(Activity) Return every line from the one with "Target: the green foliage" through the one with "[indicate] the wooden ceiling beam", inclusive, exactly as it appears below.

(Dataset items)
--- START ---
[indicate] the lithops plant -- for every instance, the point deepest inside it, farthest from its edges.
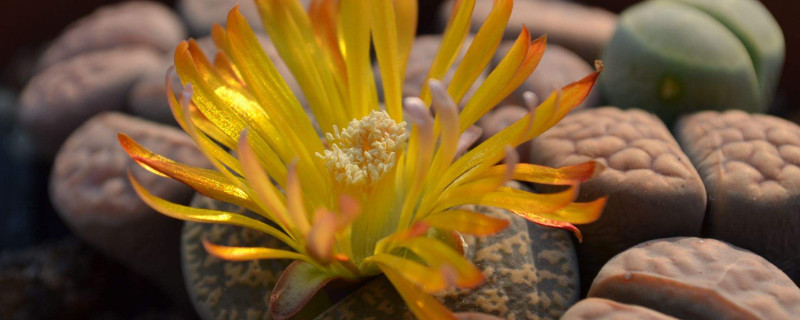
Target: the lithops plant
(675, 56)
(375, 195)
(693, 278)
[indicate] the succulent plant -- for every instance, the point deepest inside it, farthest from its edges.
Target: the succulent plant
(374, 196)
(676, 56)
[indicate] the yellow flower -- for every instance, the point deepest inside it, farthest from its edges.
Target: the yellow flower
(386, 184)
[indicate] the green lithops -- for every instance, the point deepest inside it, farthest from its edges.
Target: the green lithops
(676, 56)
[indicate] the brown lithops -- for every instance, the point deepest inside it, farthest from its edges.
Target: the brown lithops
(693, 278)
(603, 309)
(750, 164)
(654, 192)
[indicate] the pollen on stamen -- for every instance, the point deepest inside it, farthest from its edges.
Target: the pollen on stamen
(366, 150)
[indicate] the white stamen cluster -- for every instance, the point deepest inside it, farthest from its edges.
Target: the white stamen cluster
(366, 150)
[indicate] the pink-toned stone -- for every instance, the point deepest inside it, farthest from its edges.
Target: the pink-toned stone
(134, 23)
(653, 190)
(603, 309)
(200, 15)
(693, 278)
(419, 63)
(90, 190)
(558, 67)
(750, 165)
(60, 98)
(584, 30)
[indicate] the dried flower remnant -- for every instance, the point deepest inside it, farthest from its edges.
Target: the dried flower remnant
(355, 203)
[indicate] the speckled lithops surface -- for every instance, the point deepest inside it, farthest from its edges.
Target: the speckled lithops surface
(531, 273)
(603, 309)
(222, 289)
(693, 278)
(653, 189)
(750, 165)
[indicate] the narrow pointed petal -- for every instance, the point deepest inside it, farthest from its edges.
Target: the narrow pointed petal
(438, 255)
(546, 175)
(466, 222)
(479, 104)
(467, 139)
(355, 35)
(294, 200)
(207, 182)
(324, 18)
(384, 38)
(406, 11)
(265, 193)
(428, 279)
(289, 28)
(321, 238)
(280, 107)
(547, 114)
(295, 287)
(247, 253)
(555, 224)
(534, 55)
(205, 215)
(514, 200)
(423, 305)
(574, 213)
(447, 121)
(481, 50)
(454, 35)
(418, 157)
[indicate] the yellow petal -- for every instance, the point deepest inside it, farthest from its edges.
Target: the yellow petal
(406, 11)
(384, 38)
(534, 55)
(479, 104)
(423, 305)
(205, 215)
(454, 35)
(294, 200)
(555, 224)
(511, 199)
(576, 212)
(430, 280)
(438, 255)
(289, 28)
(481, 50)
(247, 253)
(292, 126)
(546, 175)
(547, 114)
(321, 238)
(447, 121)
(324, 19)
(207, 182)
(265, 193)
(466, 222)
(355, 38)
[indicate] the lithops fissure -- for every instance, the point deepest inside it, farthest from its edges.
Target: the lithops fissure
(750, 165)
(693, 278)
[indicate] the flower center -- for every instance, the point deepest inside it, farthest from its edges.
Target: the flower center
(366, 150)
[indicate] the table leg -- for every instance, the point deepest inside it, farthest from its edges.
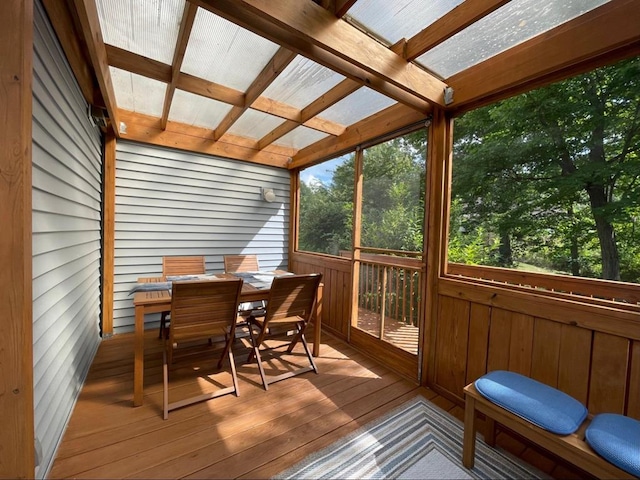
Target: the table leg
(317, 327)
(138, 370)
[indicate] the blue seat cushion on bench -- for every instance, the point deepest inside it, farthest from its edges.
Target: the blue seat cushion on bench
(536, 402)
(617, 439)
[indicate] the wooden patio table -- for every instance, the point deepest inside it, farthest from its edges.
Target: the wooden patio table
(160, 301)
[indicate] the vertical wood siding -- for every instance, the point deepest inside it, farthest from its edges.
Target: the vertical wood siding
(170, 202)
(66, 239)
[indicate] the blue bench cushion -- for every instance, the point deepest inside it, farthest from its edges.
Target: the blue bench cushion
(536, 402)
(617, 439)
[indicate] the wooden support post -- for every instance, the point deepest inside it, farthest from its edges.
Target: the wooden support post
(17, 451)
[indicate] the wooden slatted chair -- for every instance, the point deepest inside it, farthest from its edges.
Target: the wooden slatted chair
(291, 304)
(244, 263)
(241, 263)
(174, 266)
(202, 310)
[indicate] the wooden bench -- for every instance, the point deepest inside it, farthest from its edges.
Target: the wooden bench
(572, 448)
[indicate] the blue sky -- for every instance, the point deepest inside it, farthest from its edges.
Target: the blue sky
(323, 172)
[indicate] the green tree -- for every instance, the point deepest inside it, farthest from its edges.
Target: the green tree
(553, 169)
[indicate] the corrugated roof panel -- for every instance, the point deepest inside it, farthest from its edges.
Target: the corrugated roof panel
(196, 110)
(254, 124)
(514, 23)
(148, 28)
(302, 82)
(357, 106)
(392, 20)
(137, 93)
(224, 53)
(300, 137)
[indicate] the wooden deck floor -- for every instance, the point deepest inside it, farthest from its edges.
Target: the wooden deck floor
(255, 435)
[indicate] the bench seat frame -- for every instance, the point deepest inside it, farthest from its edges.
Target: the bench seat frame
(572, 448)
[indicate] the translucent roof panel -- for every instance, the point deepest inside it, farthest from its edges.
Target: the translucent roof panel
(196, 110)
(514, 23)
(148, 28)
(302, 82)
(137, 93)
(392, 20)
(300, 137)
(254, 124)
(224, 53)
(360, 104)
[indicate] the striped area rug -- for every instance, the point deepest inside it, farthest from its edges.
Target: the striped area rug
(416, 440)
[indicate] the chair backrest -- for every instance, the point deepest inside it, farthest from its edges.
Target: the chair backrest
(203, 309)
(241, 263)
(293, 296)
(182, 266)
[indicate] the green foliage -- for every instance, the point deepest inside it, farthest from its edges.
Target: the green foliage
(554, 175)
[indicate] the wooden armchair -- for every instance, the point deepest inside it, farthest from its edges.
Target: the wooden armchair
(201, 310)
(173, 266)
(291, 304)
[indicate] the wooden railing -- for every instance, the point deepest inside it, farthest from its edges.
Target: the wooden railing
(390, 287)
(623, 295)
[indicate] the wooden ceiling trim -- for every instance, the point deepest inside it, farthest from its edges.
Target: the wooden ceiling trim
(601, 33)
(90, 25)
(456, 20)
(388, 120)
(66, 31)
(239, 13)
(308, 113)
(146, 129)
(188, 17)
(270, 72)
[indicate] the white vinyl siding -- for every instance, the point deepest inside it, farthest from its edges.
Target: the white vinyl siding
(171, 202)
(66, 240)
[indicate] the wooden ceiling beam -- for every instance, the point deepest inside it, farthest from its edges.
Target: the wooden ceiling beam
(147, 67)
(90, 26)
(270, 72)
(456, 20)
(388, 120)
(602, 35)
(147, 129)
(308, 29)
(188, 17)
(307, 114)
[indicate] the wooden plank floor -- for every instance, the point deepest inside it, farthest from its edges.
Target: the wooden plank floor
(255, 435)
--- END ---
(Exercise answer)
Target: the green foliage
(554, 175)
[indicate] the wooden armchair -- for every instance, the point deepest inside it, farthest from its edges.
Target: the wooden armchair
(201, 310)
(173, 266)
(291, 304)
[indicate] the wooden railing -- for every instance, the point deepest inside it, farthest from its edges.
Target: the wooden railing
(390, 287)
(623, 295)
[indicate] the wooden ceiling trim -- for every instance, the point deepest inside it, farthest from its edges.
Target: the wooden ceiling trim
(601, 33)
(90, 25)
(456, 20)
(388, 120)
(66, 31)
(239, 13)
(308, 113)
(146, 129)
(188, 17)
(270, 72)
[indicate] the white vinyl siding -- for every instance, the point deepest inside it, farthest from its edges.
Target: the white vinyl siding
(171, 202)
(66, 240)
[indicate] the wooden ceiling beam -- for every instance, the point deepest inside it, farthest from its edges.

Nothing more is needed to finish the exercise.